TRY IT:
Every line from the one containing "the red car hood" to the one containing "x=232, y=74" in the records below, both included, must be set down exactly, and no other line.
*** Begin section ***
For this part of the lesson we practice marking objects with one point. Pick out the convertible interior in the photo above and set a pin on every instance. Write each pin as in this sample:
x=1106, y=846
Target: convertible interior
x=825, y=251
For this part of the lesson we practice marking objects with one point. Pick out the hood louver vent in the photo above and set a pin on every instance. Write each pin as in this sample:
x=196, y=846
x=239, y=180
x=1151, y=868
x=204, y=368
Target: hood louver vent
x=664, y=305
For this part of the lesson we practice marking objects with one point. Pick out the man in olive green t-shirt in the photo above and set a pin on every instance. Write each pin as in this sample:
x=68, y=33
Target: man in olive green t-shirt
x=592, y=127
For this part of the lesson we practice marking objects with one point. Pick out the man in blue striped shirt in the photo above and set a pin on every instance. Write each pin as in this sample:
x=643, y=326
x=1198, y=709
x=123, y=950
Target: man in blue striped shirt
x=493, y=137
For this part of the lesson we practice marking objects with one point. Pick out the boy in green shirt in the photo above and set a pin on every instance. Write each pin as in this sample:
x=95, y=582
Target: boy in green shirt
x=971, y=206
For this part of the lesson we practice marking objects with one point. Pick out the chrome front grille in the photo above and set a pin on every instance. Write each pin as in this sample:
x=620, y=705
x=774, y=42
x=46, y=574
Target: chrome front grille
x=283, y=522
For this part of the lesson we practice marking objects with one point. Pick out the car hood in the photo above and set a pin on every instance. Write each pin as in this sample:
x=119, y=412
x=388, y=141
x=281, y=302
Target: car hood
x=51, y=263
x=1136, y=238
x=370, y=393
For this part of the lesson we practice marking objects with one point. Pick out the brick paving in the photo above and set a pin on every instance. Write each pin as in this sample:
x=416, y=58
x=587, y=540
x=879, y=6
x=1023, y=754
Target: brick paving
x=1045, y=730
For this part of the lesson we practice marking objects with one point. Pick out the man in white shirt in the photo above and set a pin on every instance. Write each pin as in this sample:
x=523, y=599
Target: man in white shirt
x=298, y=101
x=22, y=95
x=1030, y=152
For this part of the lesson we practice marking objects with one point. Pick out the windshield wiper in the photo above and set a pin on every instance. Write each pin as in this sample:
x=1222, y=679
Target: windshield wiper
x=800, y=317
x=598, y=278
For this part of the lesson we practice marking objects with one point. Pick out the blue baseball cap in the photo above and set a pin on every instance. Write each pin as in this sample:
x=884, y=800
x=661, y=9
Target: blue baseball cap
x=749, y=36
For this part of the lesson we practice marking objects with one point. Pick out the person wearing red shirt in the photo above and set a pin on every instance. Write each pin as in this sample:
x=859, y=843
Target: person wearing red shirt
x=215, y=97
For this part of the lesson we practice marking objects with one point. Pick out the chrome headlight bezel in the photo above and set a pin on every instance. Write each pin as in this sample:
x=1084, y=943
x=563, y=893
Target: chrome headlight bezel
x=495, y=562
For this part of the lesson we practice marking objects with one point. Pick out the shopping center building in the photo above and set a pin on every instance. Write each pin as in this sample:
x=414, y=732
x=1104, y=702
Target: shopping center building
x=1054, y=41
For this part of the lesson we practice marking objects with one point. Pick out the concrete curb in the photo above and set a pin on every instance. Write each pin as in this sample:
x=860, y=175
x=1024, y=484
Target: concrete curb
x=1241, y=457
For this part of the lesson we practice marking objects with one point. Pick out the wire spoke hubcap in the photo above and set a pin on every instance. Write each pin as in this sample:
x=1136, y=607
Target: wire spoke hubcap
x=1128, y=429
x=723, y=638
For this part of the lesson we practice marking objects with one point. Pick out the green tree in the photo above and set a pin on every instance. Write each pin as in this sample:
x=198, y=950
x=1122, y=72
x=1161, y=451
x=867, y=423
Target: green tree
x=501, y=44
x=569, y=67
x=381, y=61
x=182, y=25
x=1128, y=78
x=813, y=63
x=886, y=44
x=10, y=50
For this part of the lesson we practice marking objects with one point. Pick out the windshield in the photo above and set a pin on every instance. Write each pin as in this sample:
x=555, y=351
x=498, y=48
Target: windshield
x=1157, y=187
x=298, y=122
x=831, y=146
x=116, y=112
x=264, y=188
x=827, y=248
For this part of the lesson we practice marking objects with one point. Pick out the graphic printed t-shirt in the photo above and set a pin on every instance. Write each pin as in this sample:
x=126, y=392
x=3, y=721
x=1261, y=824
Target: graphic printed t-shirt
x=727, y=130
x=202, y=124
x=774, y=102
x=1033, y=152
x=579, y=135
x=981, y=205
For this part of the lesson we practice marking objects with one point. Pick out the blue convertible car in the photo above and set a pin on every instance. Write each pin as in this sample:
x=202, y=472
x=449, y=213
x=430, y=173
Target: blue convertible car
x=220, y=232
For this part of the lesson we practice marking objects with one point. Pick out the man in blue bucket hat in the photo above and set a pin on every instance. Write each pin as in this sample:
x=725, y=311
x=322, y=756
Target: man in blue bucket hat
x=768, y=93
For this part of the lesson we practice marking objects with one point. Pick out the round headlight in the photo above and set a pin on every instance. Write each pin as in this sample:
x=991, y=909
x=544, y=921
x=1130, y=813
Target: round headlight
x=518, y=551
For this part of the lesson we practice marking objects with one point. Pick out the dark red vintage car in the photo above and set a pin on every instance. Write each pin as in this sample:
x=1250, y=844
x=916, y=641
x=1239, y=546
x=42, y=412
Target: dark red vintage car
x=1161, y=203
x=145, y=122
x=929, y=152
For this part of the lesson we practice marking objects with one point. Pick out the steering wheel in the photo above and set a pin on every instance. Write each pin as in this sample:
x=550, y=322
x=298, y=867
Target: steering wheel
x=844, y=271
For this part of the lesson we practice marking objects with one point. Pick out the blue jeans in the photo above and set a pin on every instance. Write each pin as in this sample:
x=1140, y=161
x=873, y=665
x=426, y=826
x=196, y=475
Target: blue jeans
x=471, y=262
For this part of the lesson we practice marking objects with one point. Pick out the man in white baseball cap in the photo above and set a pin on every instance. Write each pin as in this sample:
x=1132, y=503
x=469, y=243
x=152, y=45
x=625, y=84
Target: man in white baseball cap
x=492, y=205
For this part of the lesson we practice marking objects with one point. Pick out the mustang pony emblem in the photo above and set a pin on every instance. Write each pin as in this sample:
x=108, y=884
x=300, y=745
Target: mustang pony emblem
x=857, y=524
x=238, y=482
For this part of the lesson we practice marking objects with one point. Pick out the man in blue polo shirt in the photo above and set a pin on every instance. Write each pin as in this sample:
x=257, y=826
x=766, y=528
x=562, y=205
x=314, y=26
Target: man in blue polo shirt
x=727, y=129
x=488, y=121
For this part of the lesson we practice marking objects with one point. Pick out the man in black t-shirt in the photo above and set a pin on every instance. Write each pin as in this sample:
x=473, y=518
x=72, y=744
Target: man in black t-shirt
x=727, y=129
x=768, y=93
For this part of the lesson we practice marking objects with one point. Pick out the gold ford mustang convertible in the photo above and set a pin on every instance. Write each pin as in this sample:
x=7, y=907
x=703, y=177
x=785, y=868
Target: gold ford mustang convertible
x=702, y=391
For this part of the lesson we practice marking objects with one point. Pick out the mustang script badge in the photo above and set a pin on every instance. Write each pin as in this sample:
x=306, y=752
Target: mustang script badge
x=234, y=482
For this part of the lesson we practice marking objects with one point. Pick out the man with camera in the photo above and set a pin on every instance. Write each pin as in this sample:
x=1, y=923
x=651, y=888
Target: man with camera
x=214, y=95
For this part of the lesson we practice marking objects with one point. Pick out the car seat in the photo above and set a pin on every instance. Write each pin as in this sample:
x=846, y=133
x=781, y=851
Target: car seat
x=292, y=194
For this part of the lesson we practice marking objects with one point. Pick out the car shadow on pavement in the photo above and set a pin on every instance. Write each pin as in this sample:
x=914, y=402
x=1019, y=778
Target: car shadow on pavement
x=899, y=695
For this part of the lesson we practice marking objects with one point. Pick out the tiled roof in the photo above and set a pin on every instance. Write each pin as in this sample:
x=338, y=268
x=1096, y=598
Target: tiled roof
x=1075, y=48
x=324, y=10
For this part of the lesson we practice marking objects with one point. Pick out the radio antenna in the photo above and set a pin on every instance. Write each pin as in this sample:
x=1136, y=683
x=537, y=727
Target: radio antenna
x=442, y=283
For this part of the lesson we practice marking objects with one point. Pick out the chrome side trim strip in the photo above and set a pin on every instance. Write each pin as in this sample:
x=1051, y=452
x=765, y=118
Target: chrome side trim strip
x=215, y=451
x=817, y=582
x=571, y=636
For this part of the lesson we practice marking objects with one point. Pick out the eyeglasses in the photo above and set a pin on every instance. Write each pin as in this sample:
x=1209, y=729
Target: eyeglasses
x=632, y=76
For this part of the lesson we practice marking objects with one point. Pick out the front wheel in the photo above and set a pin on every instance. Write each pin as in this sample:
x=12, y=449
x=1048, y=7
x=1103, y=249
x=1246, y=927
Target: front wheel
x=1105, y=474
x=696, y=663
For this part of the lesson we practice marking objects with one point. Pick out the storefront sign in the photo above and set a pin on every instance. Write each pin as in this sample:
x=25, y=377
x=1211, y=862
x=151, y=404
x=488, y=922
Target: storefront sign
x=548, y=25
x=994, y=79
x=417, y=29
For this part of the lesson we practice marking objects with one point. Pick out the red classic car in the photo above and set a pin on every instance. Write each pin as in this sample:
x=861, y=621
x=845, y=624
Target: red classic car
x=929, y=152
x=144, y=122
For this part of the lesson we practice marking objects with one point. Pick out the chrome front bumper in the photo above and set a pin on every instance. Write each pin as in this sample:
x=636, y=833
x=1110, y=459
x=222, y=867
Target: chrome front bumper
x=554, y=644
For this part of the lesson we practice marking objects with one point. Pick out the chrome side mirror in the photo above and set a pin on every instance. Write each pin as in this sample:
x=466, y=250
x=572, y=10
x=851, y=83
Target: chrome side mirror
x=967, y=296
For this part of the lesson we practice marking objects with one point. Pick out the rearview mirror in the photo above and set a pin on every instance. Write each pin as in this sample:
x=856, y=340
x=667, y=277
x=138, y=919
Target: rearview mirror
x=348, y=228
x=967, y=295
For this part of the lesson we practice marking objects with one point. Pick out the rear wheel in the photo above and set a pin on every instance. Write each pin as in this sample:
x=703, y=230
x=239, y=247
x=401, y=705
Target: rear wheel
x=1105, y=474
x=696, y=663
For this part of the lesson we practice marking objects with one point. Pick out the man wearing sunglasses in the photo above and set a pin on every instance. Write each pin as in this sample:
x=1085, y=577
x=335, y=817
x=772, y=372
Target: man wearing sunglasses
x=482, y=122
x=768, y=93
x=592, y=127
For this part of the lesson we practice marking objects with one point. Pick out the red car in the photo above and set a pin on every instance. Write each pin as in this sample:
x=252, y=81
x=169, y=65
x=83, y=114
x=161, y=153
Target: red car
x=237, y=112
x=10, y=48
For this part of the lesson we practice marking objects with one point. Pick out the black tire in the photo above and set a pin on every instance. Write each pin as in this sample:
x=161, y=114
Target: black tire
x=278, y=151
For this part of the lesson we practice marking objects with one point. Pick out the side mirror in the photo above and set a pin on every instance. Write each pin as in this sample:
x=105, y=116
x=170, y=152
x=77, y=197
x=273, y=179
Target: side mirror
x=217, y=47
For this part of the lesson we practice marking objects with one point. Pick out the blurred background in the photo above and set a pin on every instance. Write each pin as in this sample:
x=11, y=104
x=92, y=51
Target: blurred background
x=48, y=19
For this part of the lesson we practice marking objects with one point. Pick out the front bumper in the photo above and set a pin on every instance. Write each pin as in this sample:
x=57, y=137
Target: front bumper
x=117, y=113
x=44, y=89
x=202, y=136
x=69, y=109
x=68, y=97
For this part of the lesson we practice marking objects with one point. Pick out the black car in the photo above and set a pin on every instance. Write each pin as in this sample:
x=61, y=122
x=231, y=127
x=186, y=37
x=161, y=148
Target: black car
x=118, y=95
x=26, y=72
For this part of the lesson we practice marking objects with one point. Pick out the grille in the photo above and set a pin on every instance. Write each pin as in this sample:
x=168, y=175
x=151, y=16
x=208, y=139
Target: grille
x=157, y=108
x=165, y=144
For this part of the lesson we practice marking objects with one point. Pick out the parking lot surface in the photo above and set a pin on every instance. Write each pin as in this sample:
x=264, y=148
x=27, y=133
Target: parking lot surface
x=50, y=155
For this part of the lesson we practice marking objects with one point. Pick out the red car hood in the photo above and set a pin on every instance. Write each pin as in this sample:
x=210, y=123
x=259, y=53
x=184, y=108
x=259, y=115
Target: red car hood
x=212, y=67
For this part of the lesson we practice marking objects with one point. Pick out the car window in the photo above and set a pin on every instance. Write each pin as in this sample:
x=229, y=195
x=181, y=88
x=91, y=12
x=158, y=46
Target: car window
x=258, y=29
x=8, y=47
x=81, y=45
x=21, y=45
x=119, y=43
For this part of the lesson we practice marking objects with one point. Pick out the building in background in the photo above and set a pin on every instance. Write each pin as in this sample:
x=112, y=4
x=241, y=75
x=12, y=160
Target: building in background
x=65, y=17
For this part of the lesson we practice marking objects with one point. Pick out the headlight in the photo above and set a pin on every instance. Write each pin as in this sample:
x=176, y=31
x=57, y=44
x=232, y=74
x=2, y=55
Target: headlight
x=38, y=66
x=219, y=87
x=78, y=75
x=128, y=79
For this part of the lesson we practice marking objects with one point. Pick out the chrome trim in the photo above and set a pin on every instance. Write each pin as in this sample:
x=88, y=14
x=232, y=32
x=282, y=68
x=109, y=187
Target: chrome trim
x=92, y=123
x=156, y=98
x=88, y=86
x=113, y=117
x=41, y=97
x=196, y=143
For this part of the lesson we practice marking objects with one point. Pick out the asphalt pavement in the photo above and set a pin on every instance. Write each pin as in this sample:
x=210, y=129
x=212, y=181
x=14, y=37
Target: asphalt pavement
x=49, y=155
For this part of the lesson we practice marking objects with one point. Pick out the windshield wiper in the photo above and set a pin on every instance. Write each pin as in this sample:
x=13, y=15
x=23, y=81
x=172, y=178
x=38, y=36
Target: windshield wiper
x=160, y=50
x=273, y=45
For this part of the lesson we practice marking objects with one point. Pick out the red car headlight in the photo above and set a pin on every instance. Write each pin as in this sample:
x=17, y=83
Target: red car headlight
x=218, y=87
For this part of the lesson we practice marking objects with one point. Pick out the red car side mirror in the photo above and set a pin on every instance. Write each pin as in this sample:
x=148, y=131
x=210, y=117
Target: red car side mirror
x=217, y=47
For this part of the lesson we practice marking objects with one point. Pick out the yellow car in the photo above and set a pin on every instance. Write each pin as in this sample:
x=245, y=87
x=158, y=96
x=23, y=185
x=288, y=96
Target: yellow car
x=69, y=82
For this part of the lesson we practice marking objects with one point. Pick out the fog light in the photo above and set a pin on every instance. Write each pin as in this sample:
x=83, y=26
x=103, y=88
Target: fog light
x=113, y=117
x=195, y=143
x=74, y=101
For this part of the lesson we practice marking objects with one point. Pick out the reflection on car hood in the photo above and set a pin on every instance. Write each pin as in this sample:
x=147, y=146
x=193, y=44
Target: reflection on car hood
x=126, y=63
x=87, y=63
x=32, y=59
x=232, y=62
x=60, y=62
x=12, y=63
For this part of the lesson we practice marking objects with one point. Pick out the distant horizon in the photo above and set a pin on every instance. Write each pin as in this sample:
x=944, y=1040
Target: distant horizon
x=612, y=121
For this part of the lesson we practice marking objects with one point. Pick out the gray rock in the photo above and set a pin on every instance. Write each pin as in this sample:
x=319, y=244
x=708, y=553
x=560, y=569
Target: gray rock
*** End section ***
SOLUTION:
For this part of the lesson we practice marking objects with one point. Pick out the red car hood in the photo above and set a pin on every instance. Write each pin as in this sample:
x=210, y=123
x=259, y=53
x=184, y=108
x=259, y=115
Target: red car hood
x=212, y=67
For this part of the lesson we practice marking objects with one point. Pick out the car window in the photo above and set a pin on every instance. Write each pin as in this sample:
x=229, y=195
x=181, y=88
x=91, y=12
x=158, y=46
Target: car window
x=258, y=29
x=8, y=47
x=81, y=45
x=21, y=45
x=119, y=43
For this part of the lesson we practice marking objects with one point. Pick out the building in background in the photo above and set a pin on every instance. Write each pin as in this sample:
x=112, y=4
x=241, y=75
x=12, y=160
Target: building in background
x=65, y=17
For this part of the lesson we practice marking objects with one point. Pick out the headlight in the photo above and set a pin on every instance. Write each pin as in this sample:
x=176, y=31
x=57, y=44
x=232, y=74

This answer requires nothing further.